Work instruction = Retype exactly the lines below, starting with the line that contains "For every instance of the bed, the" and ending with the last line; leave out any pictures.

Source records =
# # # # # # #

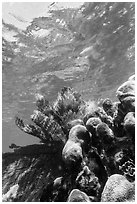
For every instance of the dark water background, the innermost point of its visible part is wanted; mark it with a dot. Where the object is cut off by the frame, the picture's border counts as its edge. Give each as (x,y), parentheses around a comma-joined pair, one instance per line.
(95,75)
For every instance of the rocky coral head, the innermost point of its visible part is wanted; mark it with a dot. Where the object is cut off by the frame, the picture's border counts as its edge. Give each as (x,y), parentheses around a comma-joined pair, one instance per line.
(72,154)
(118,189)
(79,134)
(107,104)
(75,122)
(78,196)
(92,123)
(104,133)
(129,125)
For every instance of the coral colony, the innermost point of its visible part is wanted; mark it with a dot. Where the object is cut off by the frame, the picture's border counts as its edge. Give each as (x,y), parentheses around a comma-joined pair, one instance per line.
(98,145)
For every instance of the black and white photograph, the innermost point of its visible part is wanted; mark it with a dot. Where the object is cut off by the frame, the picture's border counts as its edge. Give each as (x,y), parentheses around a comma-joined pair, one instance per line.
(68,101)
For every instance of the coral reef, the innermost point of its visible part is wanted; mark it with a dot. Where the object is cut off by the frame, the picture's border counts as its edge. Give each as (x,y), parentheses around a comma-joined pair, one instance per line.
(118,189)
(96,145)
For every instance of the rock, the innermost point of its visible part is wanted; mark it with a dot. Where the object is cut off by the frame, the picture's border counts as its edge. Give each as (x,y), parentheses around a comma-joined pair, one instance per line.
(99,112)
(105,134)
(92,123)
(57,182)
(108,107)
(118,189)
(72,154)
(129,124)
(78,196)
(79,134)
(96,166)
(75,122)
(88,182)
(11,194)
(126,95)
(132,78)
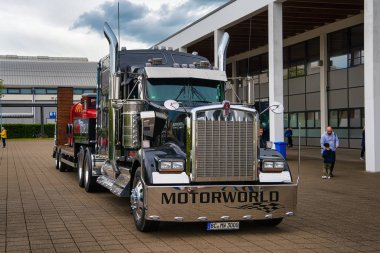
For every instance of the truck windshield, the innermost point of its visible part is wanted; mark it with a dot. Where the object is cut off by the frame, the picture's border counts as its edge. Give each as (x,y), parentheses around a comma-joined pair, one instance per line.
(185,90)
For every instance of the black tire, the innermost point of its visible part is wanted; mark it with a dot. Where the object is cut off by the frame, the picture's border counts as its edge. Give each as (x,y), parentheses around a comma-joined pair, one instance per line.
(89,180)
(61,165)
(137,204)
(57,157)
(270,222)
(80,167)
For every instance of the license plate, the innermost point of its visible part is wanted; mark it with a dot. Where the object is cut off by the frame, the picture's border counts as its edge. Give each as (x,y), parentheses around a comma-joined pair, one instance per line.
(223,225)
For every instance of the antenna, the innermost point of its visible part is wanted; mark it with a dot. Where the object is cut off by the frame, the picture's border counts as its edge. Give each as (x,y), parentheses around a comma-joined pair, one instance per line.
(118,21)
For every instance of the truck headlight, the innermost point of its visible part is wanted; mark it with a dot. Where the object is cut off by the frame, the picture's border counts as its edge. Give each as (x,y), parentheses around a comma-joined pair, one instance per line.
(279,165)
(178,166)
(269,166)
(168,166)
(165,166)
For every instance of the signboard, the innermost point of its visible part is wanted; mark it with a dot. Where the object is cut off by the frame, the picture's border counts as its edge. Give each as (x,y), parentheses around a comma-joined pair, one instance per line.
(52,115)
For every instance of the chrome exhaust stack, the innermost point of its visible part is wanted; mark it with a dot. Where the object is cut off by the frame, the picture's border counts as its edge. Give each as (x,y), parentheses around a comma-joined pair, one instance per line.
(222,51)
(113,90)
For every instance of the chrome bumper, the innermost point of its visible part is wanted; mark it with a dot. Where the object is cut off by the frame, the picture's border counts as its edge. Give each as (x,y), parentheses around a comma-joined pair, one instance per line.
(220,203)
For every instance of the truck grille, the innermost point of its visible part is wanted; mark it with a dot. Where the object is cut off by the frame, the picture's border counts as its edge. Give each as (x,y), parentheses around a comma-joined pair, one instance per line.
(225,150)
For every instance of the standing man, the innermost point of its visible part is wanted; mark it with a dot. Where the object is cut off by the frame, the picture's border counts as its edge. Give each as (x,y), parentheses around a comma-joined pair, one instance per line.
(3,136)
(289,135)
(332,139)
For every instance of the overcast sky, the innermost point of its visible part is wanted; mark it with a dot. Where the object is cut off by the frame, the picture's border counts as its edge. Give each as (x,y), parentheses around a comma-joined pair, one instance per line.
(74,28)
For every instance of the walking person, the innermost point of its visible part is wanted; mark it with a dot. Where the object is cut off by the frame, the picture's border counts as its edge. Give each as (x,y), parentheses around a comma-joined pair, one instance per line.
(328,158)
(3,136)
(289,135)
(332,139)
(362,152)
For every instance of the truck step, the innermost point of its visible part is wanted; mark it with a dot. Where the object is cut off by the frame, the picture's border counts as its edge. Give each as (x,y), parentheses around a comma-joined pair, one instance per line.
(112,185)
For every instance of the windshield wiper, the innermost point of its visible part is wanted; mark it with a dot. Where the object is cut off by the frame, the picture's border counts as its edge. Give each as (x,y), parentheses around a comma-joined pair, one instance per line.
(180,92)
(199,95)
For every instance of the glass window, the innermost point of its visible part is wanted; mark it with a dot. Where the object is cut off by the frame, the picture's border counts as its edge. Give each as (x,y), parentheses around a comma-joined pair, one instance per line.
(51,91)
(26,91)
(293,120)
(301,119)
(317,119)
(297,52)
(357,36)
(343,118)
(333,119)
(310,119)
(286,120)
(285,73)
(242,67)
(338,62)
(355,118)
(300,69)
(40,91)
(313,48)
(313,67)
(356,56)
(13,91)
(78,91)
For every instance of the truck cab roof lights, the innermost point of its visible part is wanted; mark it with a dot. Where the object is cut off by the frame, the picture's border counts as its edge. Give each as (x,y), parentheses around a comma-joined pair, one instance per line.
(204,64)
(156,61)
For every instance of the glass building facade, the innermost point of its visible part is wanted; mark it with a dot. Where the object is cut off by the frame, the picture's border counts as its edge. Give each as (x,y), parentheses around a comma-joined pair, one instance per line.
(345,88)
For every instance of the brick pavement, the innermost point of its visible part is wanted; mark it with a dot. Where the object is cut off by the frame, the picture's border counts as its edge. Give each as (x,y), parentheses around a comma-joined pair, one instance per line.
(44,210)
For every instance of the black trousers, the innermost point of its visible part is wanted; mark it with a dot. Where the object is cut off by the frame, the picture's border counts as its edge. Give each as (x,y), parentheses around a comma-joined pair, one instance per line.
(362,152)
(333,163)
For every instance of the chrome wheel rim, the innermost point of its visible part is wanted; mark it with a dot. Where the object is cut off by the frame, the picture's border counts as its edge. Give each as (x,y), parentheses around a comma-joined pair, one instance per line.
(137,199)
(80,167)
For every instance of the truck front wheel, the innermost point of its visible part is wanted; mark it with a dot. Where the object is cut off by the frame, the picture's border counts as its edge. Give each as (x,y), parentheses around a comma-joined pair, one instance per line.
(61,165)
(89,180)
(80,167)
(270,223)
(137,204)
(57,157)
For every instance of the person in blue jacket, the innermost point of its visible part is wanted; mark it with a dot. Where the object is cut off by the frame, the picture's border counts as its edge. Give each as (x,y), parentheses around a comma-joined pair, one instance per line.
(332,139)
(362,152)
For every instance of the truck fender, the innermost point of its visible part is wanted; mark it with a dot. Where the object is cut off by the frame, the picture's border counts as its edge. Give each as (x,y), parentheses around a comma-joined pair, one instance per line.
(151,155)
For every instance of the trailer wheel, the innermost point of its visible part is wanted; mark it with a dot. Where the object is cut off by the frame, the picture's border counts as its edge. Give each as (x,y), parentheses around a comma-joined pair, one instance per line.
(61,165)
(80,167)
(271,222)
(89,180)
(57,157)
(137,204)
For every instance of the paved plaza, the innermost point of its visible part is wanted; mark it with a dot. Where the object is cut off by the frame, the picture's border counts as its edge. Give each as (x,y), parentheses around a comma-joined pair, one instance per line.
(44,210)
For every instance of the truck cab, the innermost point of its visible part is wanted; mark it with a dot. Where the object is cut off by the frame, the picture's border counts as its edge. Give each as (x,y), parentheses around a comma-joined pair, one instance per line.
(167,139)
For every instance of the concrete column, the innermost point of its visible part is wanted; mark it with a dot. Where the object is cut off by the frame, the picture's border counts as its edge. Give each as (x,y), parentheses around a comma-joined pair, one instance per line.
(233,83)
(323,81)
(218,34)
(276,82)
(182,49)
(371,83)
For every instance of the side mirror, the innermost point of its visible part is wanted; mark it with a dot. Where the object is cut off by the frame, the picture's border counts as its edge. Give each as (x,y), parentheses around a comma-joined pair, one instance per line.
(171,105)
(152,122)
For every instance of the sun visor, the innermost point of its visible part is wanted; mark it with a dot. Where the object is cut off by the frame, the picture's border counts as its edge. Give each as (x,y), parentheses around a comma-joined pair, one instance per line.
(170,72)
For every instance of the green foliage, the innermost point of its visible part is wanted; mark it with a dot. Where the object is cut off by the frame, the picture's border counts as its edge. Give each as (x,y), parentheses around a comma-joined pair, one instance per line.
(1,87)
(28,130)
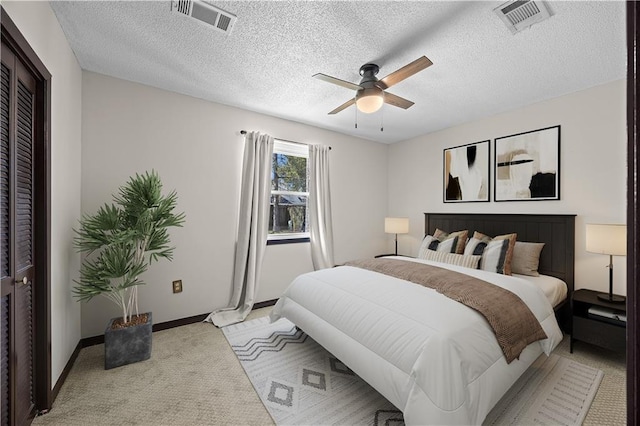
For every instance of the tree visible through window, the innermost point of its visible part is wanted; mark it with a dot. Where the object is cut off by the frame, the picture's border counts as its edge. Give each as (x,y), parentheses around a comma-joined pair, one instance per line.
(289,192)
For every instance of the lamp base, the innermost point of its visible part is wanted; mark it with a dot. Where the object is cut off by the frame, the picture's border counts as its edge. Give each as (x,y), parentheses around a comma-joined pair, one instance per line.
(611,298)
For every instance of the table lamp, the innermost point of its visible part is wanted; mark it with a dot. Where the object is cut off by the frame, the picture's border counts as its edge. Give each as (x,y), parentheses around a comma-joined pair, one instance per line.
(608,239)
(396,225)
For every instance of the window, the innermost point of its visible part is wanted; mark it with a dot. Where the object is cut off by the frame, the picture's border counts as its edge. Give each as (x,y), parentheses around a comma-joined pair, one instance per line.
(289,193)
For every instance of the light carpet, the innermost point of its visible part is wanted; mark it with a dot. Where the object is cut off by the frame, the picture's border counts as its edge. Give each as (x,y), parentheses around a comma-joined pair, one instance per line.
(299,382)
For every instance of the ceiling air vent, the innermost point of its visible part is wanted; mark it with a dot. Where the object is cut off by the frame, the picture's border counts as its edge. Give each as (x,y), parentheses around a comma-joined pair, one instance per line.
(205,12)
(521,14)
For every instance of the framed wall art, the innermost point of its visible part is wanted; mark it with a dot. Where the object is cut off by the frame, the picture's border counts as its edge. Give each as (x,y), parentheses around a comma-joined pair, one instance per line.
(527,166)
(466,173)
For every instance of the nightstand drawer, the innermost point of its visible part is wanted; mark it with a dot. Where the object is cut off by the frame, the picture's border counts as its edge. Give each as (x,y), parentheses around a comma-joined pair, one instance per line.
(599,333)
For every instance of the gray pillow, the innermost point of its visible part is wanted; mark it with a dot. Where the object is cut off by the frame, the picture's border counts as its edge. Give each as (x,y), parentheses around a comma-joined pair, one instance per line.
(526,258)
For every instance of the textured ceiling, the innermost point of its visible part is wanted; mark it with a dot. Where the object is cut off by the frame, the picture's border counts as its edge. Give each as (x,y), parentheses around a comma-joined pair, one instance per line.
(266,62)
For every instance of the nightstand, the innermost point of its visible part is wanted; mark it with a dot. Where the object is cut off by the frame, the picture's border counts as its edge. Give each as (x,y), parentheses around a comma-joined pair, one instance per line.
(596,329)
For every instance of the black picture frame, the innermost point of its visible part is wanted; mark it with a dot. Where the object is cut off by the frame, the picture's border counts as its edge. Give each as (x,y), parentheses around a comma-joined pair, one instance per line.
(527,166)
(466,170)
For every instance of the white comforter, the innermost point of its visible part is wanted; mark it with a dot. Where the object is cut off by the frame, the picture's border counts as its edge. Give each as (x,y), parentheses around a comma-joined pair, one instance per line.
(435,359)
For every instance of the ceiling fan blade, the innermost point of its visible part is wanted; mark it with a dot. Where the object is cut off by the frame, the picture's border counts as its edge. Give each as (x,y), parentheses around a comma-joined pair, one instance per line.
(405,72)
(343,106)
(337,81)
(395,100)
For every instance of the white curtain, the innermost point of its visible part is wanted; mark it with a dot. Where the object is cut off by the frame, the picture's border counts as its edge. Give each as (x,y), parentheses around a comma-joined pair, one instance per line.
(321,232)
(253,227)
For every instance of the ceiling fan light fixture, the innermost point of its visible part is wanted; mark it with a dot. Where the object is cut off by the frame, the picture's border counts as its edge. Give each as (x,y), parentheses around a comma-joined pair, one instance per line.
(369,100)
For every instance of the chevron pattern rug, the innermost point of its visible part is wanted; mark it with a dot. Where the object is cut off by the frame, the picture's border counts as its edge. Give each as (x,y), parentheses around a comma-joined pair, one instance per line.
(299,382)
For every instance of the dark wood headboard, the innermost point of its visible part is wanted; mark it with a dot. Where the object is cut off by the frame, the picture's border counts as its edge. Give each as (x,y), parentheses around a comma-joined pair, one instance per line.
(557,231)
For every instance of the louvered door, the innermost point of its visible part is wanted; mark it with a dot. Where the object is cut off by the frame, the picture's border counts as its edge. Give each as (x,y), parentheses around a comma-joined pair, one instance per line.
(17,118)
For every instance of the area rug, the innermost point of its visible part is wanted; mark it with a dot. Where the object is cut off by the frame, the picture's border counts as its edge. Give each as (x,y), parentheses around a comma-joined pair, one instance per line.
(299,382)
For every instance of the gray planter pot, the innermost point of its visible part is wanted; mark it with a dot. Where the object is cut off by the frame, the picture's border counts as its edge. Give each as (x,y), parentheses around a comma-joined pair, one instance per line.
(127,345)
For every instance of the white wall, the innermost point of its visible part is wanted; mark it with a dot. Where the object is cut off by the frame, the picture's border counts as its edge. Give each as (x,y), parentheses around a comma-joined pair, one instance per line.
(592,172)
(196,147)
(39,26)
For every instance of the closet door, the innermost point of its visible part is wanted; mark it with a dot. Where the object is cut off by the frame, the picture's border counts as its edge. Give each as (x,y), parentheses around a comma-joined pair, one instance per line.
(17,125)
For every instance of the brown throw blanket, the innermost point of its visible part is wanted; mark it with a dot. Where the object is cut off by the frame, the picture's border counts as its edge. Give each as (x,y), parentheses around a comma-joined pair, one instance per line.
(512,321)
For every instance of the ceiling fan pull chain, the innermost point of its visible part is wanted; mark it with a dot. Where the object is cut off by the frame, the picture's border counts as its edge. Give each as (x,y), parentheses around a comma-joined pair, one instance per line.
(356,116)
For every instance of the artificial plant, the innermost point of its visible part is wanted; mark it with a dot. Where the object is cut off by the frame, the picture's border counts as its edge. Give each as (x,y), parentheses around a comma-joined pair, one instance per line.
(122,239)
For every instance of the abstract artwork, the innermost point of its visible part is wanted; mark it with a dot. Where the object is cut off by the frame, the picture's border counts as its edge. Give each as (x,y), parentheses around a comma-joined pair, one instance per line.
(466,173)
(527,166)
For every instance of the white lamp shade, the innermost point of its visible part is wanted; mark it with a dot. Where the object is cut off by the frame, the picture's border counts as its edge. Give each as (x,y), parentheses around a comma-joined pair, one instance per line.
(607,239)
(369,100)
(396,225)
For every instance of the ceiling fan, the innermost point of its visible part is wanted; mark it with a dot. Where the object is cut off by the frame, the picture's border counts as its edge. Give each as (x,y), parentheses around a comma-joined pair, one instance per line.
(371,92)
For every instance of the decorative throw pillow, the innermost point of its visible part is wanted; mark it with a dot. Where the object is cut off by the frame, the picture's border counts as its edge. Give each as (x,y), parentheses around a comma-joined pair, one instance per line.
(526,258)
(453,259)
(428,243)
(443,242)
(497,253)
(451,242)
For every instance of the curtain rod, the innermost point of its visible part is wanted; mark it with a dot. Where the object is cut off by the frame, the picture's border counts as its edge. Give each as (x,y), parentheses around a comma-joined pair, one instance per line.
(244,132)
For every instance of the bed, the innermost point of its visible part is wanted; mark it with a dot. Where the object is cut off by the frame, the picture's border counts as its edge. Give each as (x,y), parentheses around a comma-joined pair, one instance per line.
(435,359)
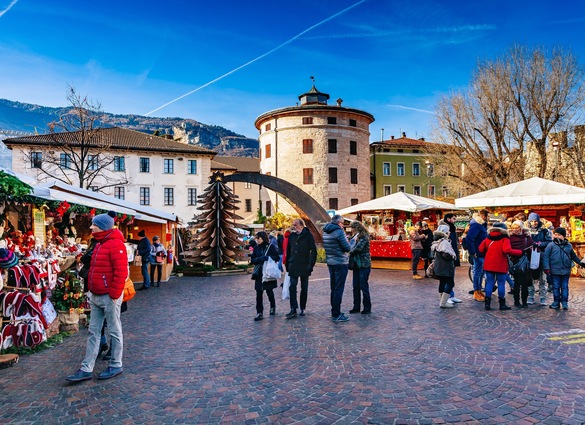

# # # # # # #

Solution to the exercise =
For every instance of the bed, the innermost point of its visible part is wanted; mark it with a dot. Where the object is cut off by the frame, the picture's border counts as its edge. Give each as (x,y), parentheses around a comma-joined pair, one instance per line.
(435,359)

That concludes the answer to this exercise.